Update the stretch of the passage on New Zealand court secrecy from "A plethora of" through "sequester the files.", putting "the legislature" in place of "Parliament".

--- Source text Enclosed Below ---

A plethora of NZ court suppression orders have filled the years since.  Court secrecy had become so bad that Parliament attempted in 2010 to make it harder for NZ judges to secretly conceal parties, resulting in passage of the Criminal Procedures Act 2011.  The tiny community of judges’ answer was to have their staffs sequester the files.

New Zealand justice has always been a secret affair.  Because it happens behind closed doors with few if any witnesses, often under the criminal threat of implied suppression, no media with a lawyer on staff will risk offending the two degrees of judicial separation in New Zealand.  The result is criminals who are wealthy or have a judge in the family are increasingly getting off below the public radar.

How bad is court secrecy in New Zealand?

--- End of Enclosed Source text ---
--- Information Enclosed Below ---

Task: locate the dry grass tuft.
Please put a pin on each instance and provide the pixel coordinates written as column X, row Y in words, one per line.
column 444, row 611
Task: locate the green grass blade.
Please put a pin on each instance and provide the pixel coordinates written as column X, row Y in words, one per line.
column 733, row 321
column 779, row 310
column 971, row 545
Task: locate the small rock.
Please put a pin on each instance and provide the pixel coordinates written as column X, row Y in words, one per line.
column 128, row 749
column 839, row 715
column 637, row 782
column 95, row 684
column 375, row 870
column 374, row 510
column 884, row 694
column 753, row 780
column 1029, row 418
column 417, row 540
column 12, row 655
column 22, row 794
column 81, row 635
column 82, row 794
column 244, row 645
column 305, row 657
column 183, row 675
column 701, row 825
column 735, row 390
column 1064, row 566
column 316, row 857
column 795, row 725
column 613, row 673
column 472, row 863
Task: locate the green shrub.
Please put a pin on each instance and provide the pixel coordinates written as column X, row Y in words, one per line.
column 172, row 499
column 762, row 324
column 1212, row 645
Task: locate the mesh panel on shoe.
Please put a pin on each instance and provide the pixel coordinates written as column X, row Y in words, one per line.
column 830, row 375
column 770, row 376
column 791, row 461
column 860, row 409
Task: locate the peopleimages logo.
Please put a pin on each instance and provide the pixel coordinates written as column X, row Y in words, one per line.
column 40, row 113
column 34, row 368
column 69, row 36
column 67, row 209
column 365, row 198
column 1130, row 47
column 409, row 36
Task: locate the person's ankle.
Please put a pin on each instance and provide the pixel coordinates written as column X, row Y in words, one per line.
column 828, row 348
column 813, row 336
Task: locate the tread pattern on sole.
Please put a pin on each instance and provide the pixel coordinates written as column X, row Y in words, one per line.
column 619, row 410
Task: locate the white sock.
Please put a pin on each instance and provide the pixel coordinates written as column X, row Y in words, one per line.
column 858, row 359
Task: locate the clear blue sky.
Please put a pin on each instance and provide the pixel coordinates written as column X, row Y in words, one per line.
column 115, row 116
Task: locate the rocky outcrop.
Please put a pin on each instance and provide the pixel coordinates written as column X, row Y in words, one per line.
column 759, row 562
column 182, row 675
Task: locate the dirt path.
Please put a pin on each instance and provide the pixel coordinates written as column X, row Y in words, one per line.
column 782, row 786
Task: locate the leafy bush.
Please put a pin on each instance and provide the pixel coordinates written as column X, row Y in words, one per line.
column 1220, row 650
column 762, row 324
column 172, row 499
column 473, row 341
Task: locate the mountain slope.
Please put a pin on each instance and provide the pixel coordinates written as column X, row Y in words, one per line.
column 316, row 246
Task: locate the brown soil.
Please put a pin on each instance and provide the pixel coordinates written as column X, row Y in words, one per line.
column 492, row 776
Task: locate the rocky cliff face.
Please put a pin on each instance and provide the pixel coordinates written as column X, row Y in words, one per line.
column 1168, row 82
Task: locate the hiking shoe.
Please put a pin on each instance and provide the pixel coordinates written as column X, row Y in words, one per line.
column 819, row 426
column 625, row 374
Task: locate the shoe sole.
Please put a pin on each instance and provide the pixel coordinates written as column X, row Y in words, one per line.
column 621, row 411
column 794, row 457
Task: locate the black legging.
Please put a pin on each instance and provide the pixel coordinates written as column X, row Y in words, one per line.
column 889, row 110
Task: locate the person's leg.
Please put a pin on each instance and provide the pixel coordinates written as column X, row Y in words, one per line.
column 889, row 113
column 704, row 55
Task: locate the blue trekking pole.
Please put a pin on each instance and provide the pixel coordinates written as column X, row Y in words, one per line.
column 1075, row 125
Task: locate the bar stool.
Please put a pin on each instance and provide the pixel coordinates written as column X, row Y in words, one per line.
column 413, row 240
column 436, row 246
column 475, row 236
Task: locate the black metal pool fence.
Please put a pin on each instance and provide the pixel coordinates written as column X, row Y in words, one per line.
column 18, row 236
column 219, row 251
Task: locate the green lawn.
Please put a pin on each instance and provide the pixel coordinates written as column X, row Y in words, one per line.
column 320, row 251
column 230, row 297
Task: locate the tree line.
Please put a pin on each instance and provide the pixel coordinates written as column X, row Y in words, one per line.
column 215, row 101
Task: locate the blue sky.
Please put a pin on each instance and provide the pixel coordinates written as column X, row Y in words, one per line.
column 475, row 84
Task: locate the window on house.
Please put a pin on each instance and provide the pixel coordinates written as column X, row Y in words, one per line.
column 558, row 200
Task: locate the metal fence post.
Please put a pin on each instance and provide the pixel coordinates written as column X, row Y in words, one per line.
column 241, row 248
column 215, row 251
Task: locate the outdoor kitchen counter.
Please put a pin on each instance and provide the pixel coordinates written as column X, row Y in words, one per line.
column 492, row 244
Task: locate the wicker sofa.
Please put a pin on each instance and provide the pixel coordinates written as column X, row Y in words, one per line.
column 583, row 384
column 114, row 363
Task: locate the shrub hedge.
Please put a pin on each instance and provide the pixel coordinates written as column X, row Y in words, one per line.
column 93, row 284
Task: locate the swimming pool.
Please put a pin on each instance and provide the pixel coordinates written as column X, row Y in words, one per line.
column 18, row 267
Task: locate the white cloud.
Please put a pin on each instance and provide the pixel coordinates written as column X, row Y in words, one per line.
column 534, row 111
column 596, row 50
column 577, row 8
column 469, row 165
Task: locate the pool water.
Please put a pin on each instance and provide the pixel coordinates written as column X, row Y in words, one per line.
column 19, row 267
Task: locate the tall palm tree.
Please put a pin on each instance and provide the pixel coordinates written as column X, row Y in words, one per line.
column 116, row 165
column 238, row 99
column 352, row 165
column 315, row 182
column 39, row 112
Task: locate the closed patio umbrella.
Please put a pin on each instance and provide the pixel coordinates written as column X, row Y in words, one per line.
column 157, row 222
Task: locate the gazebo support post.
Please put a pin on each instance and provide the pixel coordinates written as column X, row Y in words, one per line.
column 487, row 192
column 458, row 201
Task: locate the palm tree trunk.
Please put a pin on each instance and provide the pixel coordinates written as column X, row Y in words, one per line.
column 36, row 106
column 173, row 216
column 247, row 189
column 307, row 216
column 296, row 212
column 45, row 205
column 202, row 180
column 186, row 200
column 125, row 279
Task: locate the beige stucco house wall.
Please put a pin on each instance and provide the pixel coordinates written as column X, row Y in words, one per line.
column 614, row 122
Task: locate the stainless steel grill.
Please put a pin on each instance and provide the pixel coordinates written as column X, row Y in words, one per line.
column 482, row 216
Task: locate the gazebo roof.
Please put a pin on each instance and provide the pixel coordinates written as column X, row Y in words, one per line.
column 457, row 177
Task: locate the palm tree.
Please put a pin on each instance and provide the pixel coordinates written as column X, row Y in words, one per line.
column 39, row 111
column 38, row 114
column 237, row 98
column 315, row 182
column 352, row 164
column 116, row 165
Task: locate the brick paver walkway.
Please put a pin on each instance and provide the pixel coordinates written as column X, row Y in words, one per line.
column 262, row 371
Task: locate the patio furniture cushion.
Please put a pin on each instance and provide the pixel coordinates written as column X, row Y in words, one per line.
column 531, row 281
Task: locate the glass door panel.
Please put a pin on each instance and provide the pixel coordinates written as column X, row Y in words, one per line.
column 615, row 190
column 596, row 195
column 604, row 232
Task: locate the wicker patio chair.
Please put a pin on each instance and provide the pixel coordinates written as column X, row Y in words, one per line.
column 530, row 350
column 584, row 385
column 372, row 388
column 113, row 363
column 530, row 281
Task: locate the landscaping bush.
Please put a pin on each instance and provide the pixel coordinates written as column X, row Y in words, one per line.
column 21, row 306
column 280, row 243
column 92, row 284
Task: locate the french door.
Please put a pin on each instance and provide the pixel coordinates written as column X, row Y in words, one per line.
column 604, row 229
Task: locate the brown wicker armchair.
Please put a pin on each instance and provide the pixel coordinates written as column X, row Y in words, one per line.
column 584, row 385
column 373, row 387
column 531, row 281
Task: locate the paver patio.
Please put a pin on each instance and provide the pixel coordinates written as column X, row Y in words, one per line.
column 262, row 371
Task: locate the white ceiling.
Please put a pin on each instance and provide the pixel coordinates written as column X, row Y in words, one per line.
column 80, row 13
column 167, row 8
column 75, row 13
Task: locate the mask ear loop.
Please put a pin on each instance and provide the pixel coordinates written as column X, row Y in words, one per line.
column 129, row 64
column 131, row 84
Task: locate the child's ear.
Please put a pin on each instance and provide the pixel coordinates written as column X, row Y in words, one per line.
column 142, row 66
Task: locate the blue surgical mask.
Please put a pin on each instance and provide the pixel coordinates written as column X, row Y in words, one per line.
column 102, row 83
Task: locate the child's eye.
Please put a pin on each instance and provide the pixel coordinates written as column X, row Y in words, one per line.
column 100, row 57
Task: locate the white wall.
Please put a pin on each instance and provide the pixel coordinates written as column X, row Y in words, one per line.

--- End of Enclosed Information ---

▶ _Worked solution_
A plethora of NZ court suppression orders have filled the years since.  Court secrecy had become so bad that the legislature attempted in 2010 to make it harder for NZ judges to secretly conceal parties, resulting in passage of the Criminal Procedures Act 2011.  The tiny community of judges’ answer was to have their staffs sequester the files.